[start Passage provided]

Thanks!  It must have been a variation on a muddler - shorter and broader, mainly.  Maybe just some German interpretation.  I'm sure it doesn't make any difference.  The kits were just glasses of a good size for mojitos, pacjaged with one of these muddler-ish things, and usually a small cutting board and knife;  nothing all that unique, just kind of fun.  Thanks for the links, too.  I'm off to mojito-land . . .


----------



## kitchenelf (Mar 26, 2004)

I'm not sure what the traditional size glass is for a mojito so the shorter version may be appropriate - I, however, like a tall glass   

I'm running as fast as I can to your mojito land - I would hate for you to be lonely!!!!


----------



## -DEADLY SUSHI- (Mar 26, 2004)

This is a fun thread!    I learned a lot. That drink sounds pretty good too.


----------



## ramydam (Mar 28, 2004)

Wishing I could pack a cooler of Mojitos to class on Monday made me remember the non-alcoholic mojitos we drank by the gallon at the Tex-Mex restaurant I worked at in Berlin (had to wait 'til we were off the clock for the real stuff.)

[end Passage provided]

**Goals**
a - List the usernames that appear as post headers in the mojito thread.
b - Identify every line in the entries that contains the string "roof", and copy each one. Case counts.

[start Supplied entries]

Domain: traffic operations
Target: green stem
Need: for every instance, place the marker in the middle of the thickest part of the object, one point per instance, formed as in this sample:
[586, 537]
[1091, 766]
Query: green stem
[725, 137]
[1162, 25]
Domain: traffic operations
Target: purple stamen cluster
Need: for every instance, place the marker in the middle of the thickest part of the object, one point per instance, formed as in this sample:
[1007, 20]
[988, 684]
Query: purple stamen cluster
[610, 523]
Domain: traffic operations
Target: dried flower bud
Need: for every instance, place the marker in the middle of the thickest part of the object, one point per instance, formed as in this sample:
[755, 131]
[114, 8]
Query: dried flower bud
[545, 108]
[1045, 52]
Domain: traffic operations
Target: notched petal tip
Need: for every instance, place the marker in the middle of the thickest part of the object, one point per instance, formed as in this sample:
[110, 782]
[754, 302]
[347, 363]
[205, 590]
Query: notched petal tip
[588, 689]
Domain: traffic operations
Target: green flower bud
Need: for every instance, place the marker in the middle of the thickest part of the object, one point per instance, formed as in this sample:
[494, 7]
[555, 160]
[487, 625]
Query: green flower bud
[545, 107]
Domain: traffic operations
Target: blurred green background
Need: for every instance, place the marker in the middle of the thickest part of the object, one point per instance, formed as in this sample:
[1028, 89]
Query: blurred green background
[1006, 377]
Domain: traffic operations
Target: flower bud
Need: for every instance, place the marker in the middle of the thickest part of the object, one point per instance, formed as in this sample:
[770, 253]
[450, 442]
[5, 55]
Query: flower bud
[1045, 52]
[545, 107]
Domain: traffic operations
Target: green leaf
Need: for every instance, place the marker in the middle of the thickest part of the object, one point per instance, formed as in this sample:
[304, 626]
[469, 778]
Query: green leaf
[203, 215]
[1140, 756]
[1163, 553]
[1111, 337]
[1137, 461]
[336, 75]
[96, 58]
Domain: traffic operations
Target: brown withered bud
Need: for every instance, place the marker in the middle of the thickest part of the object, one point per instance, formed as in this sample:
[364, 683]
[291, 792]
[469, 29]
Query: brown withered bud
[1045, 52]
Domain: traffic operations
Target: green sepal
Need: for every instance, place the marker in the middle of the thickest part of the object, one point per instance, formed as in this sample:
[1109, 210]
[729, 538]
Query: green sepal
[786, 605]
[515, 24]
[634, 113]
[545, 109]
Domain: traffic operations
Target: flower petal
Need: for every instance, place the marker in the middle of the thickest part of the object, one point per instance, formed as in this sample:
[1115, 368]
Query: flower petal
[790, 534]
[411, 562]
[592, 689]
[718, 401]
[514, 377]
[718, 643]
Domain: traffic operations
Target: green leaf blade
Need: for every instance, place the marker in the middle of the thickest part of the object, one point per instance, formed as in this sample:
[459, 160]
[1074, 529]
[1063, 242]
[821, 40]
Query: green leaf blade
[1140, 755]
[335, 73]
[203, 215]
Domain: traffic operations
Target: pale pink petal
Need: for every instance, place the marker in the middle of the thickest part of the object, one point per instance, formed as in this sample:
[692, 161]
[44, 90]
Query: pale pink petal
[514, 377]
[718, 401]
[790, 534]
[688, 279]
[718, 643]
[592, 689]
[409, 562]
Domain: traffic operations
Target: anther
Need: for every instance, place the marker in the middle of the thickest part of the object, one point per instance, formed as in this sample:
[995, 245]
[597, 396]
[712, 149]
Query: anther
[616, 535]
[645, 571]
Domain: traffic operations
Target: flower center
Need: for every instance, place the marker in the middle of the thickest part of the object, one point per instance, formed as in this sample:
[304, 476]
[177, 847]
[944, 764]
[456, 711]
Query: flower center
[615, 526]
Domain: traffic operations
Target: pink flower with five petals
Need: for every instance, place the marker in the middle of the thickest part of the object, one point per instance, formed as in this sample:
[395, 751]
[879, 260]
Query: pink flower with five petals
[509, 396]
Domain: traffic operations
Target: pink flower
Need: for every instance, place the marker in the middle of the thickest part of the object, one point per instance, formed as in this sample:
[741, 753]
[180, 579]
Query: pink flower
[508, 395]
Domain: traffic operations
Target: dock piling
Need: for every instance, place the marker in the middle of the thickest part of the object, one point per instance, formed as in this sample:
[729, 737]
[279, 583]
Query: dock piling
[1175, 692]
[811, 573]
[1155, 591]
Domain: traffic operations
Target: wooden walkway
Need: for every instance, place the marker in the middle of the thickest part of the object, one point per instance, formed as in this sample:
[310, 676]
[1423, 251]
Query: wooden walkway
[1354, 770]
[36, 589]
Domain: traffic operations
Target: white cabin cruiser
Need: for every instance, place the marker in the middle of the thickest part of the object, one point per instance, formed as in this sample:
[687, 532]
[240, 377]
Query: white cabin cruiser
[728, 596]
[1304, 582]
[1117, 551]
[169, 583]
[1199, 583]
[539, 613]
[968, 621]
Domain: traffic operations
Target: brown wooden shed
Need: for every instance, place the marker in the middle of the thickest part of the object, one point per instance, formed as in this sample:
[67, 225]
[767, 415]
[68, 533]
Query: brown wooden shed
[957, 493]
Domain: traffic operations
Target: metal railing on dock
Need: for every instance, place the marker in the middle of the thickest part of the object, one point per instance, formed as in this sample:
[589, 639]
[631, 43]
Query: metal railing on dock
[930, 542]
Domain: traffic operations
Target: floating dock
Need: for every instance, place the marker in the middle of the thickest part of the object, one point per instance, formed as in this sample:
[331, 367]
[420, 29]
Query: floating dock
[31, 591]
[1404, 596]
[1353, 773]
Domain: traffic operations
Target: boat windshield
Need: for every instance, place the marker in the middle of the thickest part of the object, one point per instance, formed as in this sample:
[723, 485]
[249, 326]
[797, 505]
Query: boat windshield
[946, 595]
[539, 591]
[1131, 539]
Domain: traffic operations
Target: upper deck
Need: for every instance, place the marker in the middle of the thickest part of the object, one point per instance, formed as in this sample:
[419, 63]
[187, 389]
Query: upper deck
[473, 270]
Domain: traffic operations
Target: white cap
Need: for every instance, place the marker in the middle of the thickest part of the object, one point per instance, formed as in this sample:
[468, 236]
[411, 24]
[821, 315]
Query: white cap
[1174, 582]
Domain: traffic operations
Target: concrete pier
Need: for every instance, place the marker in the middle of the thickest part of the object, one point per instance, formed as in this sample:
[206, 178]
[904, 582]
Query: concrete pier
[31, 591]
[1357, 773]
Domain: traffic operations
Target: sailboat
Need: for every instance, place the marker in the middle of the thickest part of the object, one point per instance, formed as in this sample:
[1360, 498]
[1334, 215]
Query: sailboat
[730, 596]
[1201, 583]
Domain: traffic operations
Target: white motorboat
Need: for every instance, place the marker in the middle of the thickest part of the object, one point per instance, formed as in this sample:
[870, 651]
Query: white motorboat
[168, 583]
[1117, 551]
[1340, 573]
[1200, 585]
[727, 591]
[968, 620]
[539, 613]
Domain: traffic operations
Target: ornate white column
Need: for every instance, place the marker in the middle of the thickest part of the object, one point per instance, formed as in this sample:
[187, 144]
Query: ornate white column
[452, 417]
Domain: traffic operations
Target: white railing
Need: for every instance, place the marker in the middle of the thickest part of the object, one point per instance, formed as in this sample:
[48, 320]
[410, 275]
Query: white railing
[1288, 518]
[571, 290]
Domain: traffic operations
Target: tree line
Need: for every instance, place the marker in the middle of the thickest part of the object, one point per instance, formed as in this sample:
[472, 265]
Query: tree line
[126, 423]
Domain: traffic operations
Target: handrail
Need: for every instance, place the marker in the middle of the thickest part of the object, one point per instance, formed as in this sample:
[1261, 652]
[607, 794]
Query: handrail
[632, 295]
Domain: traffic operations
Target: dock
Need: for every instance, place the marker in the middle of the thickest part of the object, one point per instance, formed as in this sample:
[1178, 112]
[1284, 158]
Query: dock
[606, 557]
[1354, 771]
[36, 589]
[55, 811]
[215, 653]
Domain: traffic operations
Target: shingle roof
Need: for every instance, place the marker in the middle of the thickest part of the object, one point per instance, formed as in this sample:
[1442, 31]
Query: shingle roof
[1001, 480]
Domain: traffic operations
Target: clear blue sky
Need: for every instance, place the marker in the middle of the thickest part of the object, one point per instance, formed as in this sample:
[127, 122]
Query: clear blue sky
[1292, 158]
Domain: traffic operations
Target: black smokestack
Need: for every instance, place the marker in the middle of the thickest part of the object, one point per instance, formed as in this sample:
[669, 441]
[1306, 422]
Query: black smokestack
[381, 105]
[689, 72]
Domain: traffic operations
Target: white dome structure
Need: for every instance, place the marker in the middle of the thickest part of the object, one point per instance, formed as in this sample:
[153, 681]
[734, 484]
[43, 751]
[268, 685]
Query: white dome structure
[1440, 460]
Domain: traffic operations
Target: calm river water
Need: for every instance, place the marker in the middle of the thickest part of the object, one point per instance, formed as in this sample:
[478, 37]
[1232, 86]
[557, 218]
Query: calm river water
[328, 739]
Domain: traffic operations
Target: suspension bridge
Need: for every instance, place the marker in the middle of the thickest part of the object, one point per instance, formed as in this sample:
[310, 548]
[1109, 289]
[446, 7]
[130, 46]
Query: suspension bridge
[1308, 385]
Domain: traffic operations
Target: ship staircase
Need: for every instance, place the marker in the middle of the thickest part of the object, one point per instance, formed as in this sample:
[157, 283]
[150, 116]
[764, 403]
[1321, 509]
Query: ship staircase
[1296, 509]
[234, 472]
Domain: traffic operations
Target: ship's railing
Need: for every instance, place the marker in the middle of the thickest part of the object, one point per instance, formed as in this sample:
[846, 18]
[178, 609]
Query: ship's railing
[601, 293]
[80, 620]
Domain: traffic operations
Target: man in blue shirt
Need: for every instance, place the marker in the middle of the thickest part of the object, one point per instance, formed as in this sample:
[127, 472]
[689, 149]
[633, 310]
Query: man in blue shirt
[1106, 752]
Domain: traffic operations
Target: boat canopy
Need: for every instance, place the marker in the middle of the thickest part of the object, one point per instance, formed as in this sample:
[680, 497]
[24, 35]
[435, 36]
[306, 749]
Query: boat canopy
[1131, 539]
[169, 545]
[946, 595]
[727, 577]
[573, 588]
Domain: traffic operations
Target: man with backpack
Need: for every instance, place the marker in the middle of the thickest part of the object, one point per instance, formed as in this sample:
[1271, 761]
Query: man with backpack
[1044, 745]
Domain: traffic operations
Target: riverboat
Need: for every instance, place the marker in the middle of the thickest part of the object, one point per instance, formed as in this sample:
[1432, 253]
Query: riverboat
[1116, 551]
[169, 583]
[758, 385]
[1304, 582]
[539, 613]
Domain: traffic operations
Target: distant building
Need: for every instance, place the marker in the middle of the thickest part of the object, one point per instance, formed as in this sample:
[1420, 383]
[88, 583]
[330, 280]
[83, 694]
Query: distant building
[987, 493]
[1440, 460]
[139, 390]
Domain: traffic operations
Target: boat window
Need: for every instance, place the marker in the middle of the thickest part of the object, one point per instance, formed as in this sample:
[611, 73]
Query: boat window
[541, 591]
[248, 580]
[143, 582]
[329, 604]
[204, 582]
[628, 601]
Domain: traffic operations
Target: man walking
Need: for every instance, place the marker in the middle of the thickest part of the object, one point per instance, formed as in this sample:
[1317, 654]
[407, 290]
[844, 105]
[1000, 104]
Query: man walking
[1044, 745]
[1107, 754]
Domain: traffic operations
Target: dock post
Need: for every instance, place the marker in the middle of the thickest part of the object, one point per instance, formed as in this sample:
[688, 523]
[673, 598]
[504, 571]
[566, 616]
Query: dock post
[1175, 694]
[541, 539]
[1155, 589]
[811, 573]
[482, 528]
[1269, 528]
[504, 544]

[end Supplied entries]

**Task solutions**
a -
kitchenelf
-DEADLY SUSHI-
ramydam

b -
Target: shingle roof
Query: shingle roof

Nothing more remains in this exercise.